Take the material and output all of it exactly.

-- Begin --

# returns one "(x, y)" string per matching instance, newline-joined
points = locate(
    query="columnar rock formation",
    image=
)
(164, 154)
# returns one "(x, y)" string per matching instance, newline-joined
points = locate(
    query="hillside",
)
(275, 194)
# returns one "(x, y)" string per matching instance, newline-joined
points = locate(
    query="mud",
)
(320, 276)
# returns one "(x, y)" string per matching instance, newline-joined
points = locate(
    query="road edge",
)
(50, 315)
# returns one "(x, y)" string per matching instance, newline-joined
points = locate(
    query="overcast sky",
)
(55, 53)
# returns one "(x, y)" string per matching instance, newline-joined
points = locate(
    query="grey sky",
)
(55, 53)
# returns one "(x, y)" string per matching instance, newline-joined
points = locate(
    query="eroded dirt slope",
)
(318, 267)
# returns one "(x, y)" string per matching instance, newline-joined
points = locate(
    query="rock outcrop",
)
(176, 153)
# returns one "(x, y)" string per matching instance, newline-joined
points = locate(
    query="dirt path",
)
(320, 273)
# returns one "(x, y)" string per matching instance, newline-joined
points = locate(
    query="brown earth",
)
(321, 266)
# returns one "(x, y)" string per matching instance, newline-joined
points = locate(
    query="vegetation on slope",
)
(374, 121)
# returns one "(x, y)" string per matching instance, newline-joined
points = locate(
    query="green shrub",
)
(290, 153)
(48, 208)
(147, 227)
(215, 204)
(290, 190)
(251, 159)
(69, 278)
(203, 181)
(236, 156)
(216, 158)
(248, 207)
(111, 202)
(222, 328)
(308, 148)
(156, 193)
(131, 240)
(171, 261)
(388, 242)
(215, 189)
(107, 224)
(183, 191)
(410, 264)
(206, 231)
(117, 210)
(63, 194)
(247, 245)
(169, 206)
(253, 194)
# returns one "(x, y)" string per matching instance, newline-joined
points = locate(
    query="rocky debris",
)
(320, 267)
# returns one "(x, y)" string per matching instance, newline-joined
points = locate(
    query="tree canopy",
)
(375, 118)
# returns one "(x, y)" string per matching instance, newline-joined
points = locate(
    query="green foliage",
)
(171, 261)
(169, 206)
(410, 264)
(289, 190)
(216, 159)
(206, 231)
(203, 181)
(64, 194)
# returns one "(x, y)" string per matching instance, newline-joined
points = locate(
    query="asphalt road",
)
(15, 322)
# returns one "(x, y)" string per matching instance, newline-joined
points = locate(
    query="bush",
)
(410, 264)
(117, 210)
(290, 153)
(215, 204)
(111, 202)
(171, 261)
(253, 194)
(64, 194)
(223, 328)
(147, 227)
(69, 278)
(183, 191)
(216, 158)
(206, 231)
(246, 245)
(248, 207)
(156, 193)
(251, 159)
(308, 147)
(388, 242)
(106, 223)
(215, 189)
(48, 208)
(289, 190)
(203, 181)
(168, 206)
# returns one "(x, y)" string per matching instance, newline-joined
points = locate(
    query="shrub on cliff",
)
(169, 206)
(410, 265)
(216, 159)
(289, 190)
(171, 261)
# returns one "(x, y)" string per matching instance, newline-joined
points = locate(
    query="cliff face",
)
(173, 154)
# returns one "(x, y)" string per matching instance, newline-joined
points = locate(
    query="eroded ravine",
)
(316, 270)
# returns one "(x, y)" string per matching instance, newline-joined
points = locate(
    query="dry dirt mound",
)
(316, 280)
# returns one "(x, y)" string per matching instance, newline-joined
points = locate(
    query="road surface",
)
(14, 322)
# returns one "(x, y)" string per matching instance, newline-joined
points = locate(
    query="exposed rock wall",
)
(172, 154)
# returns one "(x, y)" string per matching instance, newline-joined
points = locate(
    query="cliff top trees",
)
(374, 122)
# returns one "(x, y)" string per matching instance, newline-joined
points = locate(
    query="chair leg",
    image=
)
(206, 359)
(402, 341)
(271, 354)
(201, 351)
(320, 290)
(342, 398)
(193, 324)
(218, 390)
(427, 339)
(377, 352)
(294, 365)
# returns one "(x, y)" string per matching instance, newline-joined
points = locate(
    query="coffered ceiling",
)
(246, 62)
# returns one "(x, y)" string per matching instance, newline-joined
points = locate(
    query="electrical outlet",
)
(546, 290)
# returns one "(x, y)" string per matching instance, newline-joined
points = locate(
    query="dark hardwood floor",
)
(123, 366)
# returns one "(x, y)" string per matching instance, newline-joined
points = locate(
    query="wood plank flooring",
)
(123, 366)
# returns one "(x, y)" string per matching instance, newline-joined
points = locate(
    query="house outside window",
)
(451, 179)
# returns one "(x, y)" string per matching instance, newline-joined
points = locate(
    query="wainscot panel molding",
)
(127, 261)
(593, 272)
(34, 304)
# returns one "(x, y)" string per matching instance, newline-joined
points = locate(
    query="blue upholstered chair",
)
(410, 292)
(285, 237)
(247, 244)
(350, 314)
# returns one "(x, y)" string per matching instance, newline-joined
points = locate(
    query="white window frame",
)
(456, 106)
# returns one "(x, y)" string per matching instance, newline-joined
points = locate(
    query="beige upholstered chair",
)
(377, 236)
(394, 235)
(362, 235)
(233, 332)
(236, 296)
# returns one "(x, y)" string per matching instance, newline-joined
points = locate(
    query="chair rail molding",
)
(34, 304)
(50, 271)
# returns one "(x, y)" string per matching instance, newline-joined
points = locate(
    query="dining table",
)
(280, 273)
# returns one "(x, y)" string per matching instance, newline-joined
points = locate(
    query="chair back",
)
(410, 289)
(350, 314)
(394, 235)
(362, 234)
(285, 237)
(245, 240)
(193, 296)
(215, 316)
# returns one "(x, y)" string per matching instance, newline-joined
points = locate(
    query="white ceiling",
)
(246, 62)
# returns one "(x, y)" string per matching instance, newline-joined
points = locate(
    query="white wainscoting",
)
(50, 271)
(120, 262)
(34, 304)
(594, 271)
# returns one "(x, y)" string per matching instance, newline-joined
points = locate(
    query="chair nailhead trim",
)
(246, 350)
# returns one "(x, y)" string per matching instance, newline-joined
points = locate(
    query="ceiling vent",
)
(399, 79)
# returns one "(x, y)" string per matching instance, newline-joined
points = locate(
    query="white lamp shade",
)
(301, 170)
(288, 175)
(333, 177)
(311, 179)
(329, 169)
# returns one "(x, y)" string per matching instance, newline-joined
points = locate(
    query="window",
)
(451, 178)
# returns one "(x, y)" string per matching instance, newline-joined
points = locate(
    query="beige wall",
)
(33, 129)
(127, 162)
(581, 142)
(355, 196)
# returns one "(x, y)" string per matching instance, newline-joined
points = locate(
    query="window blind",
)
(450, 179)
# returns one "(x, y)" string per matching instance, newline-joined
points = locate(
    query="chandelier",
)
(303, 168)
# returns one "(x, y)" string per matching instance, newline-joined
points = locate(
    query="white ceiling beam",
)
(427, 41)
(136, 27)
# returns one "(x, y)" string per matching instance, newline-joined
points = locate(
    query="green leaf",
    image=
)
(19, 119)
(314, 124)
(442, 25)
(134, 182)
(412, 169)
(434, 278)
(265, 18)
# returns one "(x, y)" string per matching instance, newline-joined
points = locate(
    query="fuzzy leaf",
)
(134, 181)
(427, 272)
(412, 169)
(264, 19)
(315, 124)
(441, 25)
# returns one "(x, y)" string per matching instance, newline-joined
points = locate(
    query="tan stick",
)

-- End --

Written answer.
# returns one "(x, y)" string per matching instance, newline-joined
points = locate(
    query="columnar rock formation",
    image=
)
(164, 154)
# returns one "(x, y)" string per matching instance, newline-joined
points = locate(
    query="hillside",
)
(275, 194)
# returns one "(x, y)" string per matching instance, newline-joined
points = locate(
    query="mud",
)
(320, 276)
# returns one "(x, y)" string per matching instance, newline-joined
points = locate(
    query="road edge",
)
(50, 315)
# returns one "(x, y)" string per matching instance, newline-joined
points = locate(
    query="overcast sky",
)
(55, 53)
# returns one "(x, y)" string per matching instance, newline-joined
points = locate(
    query="grey sky",
)
(55, 53)
# returns one "(x, y)" string per matching instance, newline-joined
points = locate(
    query="eroded dirt slope",
)
(318, 267)
# returns one "(x, y)" string per matching instance, newline-joined
points = locate(
    query="rock outcrop",
)
(176, 153)
# returns one "(x, y)" string per matching instance, newline-joined
points = locate(
    query="dirt path",
)
(320, 273)
# returns one "(x, y)" string per matching instance, newline-joined
points = locate(
    query="brown earth",
)
(321, 266)
# returns one "(x, y)" string per matching instance, newline-joined
points = locate(
    query="vegetation on slope",
)
(374, 121)
# returns one "(x, y)" string per matching instance, newline-joined
points = locate(
    query="green shrub",
)
(290, 153)
(48, 208)
(147, 227)
(215, 204)
(290, 190)
(251, 159)
(69, 278)
(203, 181)
(236, 156)
(216, 158)
(248, 207)
(111, 202)
(222, 328)
(308, 148)
(156, 193)
(131, 240)
(171, 261)
(388, 242)
(215, 189)
(107, 224)
(183, 191)
(410, 264)
(206, 231)
(117, 210)
(63, 194)
(247, 245)
(169, 206)
(253, 194)
# returns one "(x, y)" string per matching instance, newline-joined
points = locate(
    query="rocky debris",
)
(320, 267)
# returns one "(x, y)" string per matching instance, newline-joined
points = locate(
    query="tree canopy",
)
(375, 118)
# returns one "(x, y)" string per matching instance, newline-joined
points = locate(
    query="green foliage",
)
(171, 261)
(169, 206)
(410, 264)
(289, 190)
(216, 159)
(206, 231)
(203, 181)
(64, 194)
# returns one "(x, y)" string per matching instance, newline-joined
points = locate(
    query="asphalt road",
)
(15, 322)
# returns one "(x, y)" string per matching instance, newline-joined
points = locate(
    query="bush",
)
(410, 264)
(117, 210)
(290, 153)
(215, 204)
(111, 202)
(171, 261)
(253, 194)
(64, 194)
(223, 328)
(147, 227)
(69, 278)
(183, 191)
(216, 158)
(206, 231)
(246, 245)
(248, 207)
(156, 193)
(251, 159)
(308, 147)
(388, 242)
(106, 223)
(215, 189)
(48, 208)
(289, 190)
(203, 181)
(168, 206)
# returns one "(x, y)" string per matching instance, newline-joined
points = locate(
    query="shrub on cliff",
)
(169, 206)
(410, 265)
(216, 159)
(289, 190)
(171, 261)
# returns one "(x, y)" string per matching instance, newline-joined
points = locate(
    query="cliff face",
)
(173, 154)
# returns one "(x, y)" string per matching instance, newline-joined
points = locate(
    query="eroded ravine",
)
(316, 270)
# returns one "(x, y)" string per matching instance, newline-joined
points = locate(
    query="dry dirt mound",
)
(316, 280)
# returns one "(x, y)" string per matching instance, newline-joined
points = locate(
    query="road surface",
)
(14, 322)
# returns one "(x, y)" string per matching instance, newline-joined
points = locate(
    query="exposed rock wall",
)
(172, 154)
# returns one "(x, y)" string per matching instance, newline-joined
points = locate(
    query="cliff top trees",
)
(374, 122)
# returns one "(x, y)" string per matching instance, newline-joined
points = locate(
    query="chair leg",
    image=
)
(206, 359)
(402, 341)
(271, 354)
(201, 351)
(320, 290)
(342, 398)
(193, 324)
(218, 390)
(427, 339)
(377, 352)
(294, 365)
# returns one "(x, y)" string per matching instance, newline-joined
points = locate(
    query="coffered ceiling",
)
(246, 62)
# returns one "(x, y)" string per matching instance, newline-joined
points = locate(
    query="electrical outlet",
)
(546, 290)
# returns one "(x, y)" string per matching instance, newline-joined
points = locate(
    query="dark hardwood floor",
)
(123, 366)
# returns one "(x, y)" string per matching instance, newline-joined
points = locate(
    query="wood plank flooring",
)
(123, 366)
# returns one "(x, y)" string per matching instance, newline-joined
points = locate(
    query="house outside window",
)
(451, 179)
# returns one "(x, y)" string per matching instance, newline-joined
points = locate(
    query="wainscot panel molding",
)
(127, 261)
(593, 272)
(34, 304)
# returns one "(x, y)" string per matching instance, newline-joined
points = locate(
    query="blue upholstered chair",
)
(410, 292)
(285, 237)
(247, 244)
(350, 314)
# returns one "(x, y)" string per matching instance, newline-joined
points = locate(
    query="white window frame",
)
(456, 106)
# returns one "(x, y)" string per matching instance, newline-joined
points = locate(
    query="beige upholstered chair",
)
(377, 236)
(394, 235)
(362, 235)
(233, 332)
(236, 296)
# returns one "(x, y)" string per matching instance, newline-joined
points = locate(
    query="chair rail molding",
)
(34, 304)
(50, 271)
# returns one "(x, y)" string per matching instance, newline-joined
points = locate(
    query="dining table",
)
(280, 273)
# returns one "(x, y)" string per matching instance, newline-joined
points = locate(
    query="chair back",
)
(410, 289)
(350, 314)
(394, 235)
(362, 234)
(285, 237)
(245, 240)
(193, 296)
(215, 316)
# returns one "(x, y)" string per matching instance, newline-joined
points = locate(
    query="white ceiling",
)
(246, 62)
# returns one "(x, y)" string per matching instance, newline-joined
points = locate(
    query="white wainscoting",
)
(50, 271)
(120, 262)
(34, 304)
(594, 271)
# returns one "(x, y)" string per matching instance, newline-joined
points = locate(
    query="chair nailhead trim",
)
(246, 350)
# returns one "(x, y)" string per matching instance, newline-joined
points = locate(
    query="ceiling vent",
)
(399, 79)
# returns one "(x, y)" string per matching instance, newline-joined
points = locate(
    query="white lamp shade",
)
(301, 170)
(288, 175)
(333, 177)
(311, 179)
(329, 169)
# returns one "(x, y)" string per matching instance, newline-joined
points = locate(
    query="window",
)
(451, 178)
# returns one "(x, y)" string per matching instance, newline-joined
points = locate(
    query="beige wall",
)
(33, 129)
(127, 162)
(581, 142)
(355, 196)
# returns one "(x, y)" string per matching instance, newline-joined
points = locate(
    query="window blind",
)
(450, 179)
# returns one "(x, y)" string per matching instance, newline-joined
points = locate(
    query="chandelier",
)
(303, 168)
# returns one "(x, y)" string per matching instance, newline-joined
points = locate(
    query="white ceiling beam",
)
(427, 41)
(136, 27)
# returns one "(x, y)" string per matching instance, newline-joined
points = locate(
    query="green leaf",
    image=
)
(19, 119)
(314, 124)
(442, 25)
(134, 182)
(412, 169)
(434, 278)
(265, 18)
# returns one "(x, y)" string per matching instance, newline-joined
points = locate(
    query="fuzzy leaf",
)
(134, 181)
(427, 272)
(412, 169)
(264, 19)
(315, 124)
(441, 25)
# returns one "(x, y)" string per matching instance, newline-joined
points = locate(
    query="tan stick",
)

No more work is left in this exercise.